▶ The problem
Tally the lines in the records below that contain the string "player", with case counting. What is the total? Reply with the number only.
### Excerpted records
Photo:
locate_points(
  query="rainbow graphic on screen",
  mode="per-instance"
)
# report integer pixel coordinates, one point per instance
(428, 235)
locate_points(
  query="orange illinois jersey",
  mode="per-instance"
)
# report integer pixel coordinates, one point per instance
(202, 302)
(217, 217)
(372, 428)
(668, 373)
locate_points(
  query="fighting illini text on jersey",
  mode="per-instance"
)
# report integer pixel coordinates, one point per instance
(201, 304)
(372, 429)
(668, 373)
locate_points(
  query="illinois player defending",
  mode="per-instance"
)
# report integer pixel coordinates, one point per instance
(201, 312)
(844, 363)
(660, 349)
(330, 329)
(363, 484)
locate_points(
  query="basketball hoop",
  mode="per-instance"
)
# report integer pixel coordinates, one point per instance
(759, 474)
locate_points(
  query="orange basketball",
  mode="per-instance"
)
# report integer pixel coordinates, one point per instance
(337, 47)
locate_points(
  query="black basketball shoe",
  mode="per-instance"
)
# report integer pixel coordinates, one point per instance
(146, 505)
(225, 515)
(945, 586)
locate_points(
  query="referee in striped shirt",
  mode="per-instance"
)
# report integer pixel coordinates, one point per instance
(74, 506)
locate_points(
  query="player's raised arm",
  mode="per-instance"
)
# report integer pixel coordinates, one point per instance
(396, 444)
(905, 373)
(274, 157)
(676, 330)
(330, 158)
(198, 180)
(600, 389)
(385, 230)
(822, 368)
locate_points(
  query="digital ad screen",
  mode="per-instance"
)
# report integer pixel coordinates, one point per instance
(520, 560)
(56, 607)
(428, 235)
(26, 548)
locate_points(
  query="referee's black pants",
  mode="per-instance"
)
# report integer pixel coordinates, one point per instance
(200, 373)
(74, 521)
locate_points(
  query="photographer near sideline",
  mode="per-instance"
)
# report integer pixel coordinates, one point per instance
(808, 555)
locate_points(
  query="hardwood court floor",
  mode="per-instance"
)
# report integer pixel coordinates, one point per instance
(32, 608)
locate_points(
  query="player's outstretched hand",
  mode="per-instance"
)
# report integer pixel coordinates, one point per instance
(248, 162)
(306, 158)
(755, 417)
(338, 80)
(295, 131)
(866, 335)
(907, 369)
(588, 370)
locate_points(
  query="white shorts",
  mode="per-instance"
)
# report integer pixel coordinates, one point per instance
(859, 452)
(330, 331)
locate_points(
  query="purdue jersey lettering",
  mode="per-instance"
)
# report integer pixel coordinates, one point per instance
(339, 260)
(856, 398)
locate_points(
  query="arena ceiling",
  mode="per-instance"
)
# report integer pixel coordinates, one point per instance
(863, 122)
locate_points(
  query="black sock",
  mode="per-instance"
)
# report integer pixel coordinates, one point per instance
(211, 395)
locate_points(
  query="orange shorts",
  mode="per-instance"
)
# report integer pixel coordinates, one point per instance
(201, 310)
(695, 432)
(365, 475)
######
### Excerpted records
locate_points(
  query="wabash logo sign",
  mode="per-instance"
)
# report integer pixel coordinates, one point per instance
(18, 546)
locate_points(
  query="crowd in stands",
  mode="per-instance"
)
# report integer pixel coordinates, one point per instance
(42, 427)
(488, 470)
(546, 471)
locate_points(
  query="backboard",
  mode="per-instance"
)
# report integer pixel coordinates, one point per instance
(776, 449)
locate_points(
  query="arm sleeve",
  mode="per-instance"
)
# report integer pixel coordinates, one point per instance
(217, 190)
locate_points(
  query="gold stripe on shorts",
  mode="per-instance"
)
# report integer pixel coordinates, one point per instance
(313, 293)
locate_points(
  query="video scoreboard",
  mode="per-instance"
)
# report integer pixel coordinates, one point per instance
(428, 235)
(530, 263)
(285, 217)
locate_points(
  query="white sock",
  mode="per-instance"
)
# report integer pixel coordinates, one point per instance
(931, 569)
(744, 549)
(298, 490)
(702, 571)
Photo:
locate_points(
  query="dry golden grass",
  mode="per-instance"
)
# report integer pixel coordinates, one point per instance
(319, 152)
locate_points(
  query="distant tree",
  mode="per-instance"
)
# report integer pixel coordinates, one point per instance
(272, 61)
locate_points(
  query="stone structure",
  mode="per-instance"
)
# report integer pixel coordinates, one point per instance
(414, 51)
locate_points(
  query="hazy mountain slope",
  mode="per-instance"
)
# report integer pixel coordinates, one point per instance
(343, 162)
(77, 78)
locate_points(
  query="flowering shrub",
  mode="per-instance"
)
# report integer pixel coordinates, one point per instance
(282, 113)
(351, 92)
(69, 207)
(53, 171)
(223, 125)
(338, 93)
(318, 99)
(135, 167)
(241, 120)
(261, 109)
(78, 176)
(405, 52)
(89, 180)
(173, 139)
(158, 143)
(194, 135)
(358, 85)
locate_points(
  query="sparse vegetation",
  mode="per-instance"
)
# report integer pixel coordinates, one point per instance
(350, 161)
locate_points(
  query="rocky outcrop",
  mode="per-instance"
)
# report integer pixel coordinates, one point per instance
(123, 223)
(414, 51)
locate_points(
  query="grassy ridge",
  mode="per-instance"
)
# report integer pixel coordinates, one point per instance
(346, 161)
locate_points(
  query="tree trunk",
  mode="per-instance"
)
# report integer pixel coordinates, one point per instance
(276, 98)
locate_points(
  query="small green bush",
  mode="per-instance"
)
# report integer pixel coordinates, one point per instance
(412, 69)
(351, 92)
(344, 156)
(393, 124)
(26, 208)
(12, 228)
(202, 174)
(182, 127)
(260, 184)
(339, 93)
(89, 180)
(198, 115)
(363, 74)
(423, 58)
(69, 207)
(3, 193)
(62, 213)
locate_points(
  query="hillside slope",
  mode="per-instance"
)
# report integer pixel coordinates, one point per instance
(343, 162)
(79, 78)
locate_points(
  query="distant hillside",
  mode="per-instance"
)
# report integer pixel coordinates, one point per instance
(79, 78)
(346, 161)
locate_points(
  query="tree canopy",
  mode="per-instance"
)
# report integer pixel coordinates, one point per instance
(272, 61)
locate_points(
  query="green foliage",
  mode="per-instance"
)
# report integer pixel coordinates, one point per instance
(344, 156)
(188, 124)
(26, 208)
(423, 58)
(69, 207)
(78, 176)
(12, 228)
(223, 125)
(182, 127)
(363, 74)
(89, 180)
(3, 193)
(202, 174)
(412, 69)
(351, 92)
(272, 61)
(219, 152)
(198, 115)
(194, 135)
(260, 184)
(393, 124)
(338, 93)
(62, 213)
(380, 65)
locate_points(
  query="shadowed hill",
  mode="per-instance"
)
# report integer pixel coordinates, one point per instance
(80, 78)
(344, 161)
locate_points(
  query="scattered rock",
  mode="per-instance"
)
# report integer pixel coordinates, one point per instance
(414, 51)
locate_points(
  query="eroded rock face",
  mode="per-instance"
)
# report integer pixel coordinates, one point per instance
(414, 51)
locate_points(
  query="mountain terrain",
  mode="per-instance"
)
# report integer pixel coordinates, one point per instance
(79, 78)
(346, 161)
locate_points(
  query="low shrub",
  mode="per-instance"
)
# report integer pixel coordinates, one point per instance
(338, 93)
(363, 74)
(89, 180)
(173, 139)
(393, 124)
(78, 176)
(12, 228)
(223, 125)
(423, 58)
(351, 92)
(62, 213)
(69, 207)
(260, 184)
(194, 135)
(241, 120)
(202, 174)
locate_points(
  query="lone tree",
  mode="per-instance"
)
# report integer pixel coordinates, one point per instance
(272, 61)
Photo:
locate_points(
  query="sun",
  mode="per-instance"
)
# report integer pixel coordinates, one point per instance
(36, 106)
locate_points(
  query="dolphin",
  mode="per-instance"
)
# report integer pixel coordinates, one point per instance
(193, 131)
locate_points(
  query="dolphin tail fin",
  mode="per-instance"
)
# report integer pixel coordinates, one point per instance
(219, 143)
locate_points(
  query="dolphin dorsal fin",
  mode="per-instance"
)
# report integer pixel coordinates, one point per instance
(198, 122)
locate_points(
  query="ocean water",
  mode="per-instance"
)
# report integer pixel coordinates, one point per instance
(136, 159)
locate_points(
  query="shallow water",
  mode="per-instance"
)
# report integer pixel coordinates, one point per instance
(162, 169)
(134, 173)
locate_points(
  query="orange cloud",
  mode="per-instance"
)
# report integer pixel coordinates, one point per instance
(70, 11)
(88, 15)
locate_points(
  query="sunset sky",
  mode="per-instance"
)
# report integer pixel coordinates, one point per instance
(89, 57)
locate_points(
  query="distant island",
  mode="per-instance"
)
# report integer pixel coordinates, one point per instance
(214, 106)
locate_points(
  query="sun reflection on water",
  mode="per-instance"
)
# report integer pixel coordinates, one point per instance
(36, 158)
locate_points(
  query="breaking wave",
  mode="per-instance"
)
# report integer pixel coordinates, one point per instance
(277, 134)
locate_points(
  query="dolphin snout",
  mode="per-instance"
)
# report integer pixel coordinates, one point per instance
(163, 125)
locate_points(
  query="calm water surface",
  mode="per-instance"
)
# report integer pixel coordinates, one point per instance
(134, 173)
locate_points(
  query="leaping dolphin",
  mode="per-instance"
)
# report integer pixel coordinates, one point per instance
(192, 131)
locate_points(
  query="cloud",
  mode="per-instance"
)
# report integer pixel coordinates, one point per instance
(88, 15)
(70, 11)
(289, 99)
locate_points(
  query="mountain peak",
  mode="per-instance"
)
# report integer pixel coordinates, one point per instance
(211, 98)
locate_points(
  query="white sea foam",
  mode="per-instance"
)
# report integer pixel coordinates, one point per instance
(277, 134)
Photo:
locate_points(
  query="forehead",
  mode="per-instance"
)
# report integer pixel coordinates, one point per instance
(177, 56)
######
▶ Correct answer
3